Objective 1: According to the Honda Accord article, what gives the new model's driver greater visibility?
Objective 2: Edit the rows from the one containing "Every instance of the mongoose ear" through the last row, changing "mongoose" to "meerkat" and leaving everything else unchanged. Return only those rows.

Text extract:
::::
2018 Honda Accord drops mass, adds turbos and 10-speed

Honda unveiled its 10th generation Accord on July 14 in Detroit, showing four-door Sport, Touring and Hybrid versions of its franchise midsize nameplate that has sold over 13 million units since 1977. The all-new model will be available as a sedan only, according to Jeff Conrad, Senior VP of American Honda.

Designed in Japan with exterior surfacing finalized at Honda’s California studio, the 2018 Accord is up to 176 lb (89 kg) lighter than the outgoing model, depending on trim level. Key technical features include two new turbocharged gasoline engines, the first use of a 10-speed automatic transaxle (Honda’s own 10AT) in a front-drive sedan, and the return to the low-cowl/thin pillar body architecture that built the Accord’s reputation for superior cabin visibility and made it so easy and pleasant to drive.

The new Accord’s interior boasts 2.5 ft3 of additional passenger volume (105.7 ft3 total) and an additional cubic foot of trunk space (total 16.7 ft3) on non-hybrid models. The hybrid Accord now has its lithium battery pack located under the rear seat, expanding trunk space by 3.2 ft3.

The 2018 Accord is also claimed to be the first production vehicle with Near Field Communications capability.

Body and chassis changes

The steel-intensive body structure features 29% ultra-high-strength steel alloys with aluminum used in the hood and some chassis crossmembers, Jay Gazowski, Senior Manager for Product Planning, told Automotive Engineering. High-strength steels (above 440 MPa) are used in 54.2% of the structure, helping to reduce overall vehicle mass by 110 to 176 lb (50 to 89 kg). Extensive use of structural adhesives (also Honda’s first use beyond the Odyssey) boost body torsional rigidity by 32% and first-order bending by 24%, while improving cabin quietness, the company claims.

The latest generation of Honda’s Advanced Compatibility Engineering (ACE) body structure uses a crash-stroke front frame with “tailor-tempered” rear members for improved crash-energy absorption.

The new Accord rides on a 2.16-in (55-mm) longer wheelbase. While overall length and height are reduced by .39 in and .59 in (10 mm and 15 mm, respectively), the body is .39-in wider and track is widened by .20 in. front and .79 in. rear. There is increased front and rear-seat leg room (the latter by almost 2 in (50 mm). Combined with the lower cowl, front roof pillars that are 20% narrower and moved rearward relative to the driver's seating position enable greater driver visibility.
::::
Data to use:
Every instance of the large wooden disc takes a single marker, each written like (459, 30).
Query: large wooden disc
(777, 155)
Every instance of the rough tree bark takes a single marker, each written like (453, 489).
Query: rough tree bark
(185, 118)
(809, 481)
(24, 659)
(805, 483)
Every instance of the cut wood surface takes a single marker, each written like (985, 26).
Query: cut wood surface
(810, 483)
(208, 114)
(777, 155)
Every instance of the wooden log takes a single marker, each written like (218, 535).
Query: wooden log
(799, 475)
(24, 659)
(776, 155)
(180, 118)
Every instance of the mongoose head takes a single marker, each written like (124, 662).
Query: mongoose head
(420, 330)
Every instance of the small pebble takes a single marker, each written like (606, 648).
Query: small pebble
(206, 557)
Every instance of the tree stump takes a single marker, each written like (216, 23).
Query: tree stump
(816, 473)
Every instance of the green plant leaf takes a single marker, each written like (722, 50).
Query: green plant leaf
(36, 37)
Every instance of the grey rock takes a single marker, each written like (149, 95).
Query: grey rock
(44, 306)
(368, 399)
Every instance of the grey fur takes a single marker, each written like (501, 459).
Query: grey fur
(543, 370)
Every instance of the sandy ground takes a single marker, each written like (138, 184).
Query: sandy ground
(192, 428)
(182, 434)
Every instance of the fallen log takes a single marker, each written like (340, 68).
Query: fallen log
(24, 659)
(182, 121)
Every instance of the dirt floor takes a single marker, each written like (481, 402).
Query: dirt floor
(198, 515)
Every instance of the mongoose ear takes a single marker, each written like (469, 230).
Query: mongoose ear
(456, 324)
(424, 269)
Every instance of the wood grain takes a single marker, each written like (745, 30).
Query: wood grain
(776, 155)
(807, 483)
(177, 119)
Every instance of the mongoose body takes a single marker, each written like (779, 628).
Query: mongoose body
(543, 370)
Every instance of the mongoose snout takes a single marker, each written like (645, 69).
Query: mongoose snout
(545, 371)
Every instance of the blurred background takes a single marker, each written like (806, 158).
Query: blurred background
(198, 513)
::::
Full response 1: The lower cowl and the front roof pillars give the driver greater visibility. The pillars are 20% narrower and have been moved rearward relative to the driver's seating position.

Full response 2:
Every instance of the meerkat ear takes a single marker, each written like (469, 230).
Query: meerkat ear
(456, 324)
(424, 269)
Every instance of the wood grain takes a single marker, each written like (745, 30).
Query: wood grain
(776, 155)
(807, 483)
(177, 119)
Every instance of the meerkat body takes a single marker, each written like (779, 628).
Query: meerkat body
(543, 370)
Every instance of the meerkat snout takes a single marker, each written like (645, 69).
Query: meerkat snout
(545, 371)
Every instance of the blurred background takes a single marker, each written like (806, 158).
Query: blurred background
(198, 513)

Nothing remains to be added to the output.